### What you should do
Retrieve each line that contains the word "find" from the entries below.

### Source material
↓

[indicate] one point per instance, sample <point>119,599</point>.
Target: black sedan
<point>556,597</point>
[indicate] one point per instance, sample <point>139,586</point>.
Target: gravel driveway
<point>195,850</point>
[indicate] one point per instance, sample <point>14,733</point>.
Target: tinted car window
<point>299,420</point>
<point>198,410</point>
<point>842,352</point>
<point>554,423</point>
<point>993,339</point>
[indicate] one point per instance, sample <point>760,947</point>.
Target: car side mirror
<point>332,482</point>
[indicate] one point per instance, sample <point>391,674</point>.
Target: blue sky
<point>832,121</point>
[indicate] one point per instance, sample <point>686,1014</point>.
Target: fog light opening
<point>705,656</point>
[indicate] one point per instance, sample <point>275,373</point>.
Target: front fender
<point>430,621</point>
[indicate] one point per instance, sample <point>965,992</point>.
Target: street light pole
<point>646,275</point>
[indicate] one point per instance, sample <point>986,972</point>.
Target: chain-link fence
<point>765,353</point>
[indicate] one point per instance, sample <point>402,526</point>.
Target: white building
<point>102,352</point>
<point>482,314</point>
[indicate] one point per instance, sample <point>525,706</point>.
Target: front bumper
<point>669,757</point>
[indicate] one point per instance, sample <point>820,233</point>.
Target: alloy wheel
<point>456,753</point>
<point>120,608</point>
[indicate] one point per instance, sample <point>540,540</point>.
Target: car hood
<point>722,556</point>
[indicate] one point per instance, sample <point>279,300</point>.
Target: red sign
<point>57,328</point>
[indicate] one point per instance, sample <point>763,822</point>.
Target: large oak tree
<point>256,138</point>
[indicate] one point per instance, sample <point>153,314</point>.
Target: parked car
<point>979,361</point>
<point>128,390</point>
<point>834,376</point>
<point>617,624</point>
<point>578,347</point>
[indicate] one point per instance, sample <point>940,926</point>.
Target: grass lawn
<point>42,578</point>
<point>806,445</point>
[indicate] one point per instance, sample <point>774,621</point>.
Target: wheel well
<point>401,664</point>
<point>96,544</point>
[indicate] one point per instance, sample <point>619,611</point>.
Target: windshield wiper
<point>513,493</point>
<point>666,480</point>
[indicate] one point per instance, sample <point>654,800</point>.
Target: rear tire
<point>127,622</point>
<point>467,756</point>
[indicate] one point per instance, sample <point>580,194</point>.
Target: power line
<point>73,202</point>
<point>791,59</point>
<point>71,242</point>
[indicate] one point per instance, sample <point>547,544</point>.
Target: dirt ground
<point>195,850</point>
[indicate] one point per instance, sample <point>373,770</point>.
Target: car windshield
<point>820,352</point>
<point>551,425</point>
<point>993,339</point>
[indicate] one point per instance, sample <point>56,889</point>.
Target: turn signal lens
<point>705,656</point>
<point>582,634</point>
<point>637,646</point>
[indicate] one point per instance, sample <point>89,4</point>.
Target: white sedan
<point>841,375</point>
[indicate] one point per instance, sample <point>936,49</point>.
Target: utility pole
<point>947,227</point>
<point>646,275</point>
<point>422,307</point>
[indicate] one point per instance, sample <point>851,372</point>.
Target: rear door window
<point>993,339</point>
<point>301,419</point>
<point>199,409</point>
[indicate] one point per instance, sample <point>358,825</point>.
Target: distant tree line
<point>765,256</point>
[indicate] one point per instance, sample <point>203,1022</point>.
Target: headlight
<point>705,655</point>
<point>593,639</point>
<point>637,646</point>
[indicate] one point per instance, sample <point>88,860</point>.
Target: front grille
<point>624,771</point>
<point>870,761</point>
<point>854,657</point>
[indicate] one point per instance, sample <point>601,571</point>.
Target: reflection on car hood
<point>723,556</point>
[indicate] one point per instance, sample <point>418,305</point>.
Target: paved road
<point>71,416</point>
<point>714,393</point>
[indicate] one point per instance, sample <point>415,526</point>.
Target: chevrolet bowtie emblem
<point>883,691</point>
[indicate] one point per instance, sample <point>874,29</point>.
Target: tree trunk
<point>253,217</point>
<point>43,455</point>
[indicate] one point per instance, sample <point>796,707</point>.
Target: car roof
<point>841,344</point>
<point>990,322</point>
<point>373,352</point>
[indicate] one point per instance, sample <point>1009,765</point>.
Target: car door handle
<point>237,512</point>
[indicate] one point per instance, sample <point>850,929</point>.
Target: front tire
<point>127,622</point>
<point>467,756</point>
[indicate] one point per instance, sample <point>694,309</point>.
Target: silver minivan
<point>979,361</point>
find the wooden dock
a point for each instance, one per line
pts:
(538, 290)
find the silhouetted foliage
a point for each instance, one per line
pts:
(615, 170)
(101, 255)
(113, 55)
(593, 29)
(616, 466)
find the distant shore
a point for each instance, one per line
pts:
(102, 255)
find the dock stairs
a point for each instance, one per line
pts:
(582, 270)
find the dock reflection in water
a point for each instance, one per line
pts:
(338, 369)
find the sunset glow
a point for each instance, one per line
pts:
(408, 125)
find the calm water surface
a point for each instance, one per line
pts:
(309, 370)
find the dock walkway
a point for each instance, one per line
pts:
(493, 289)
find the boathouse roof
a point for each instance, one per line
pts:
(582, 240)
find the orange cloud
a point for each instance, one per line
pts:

↑

### Finished task
find the wooden dock
find the silhouetted foliage
find the distant shore
find the dock stairs
find the dock reflection in water
find the sunset glow
find the calm water surface
find the dock walkway
find the boathouse roof
find the orange cloud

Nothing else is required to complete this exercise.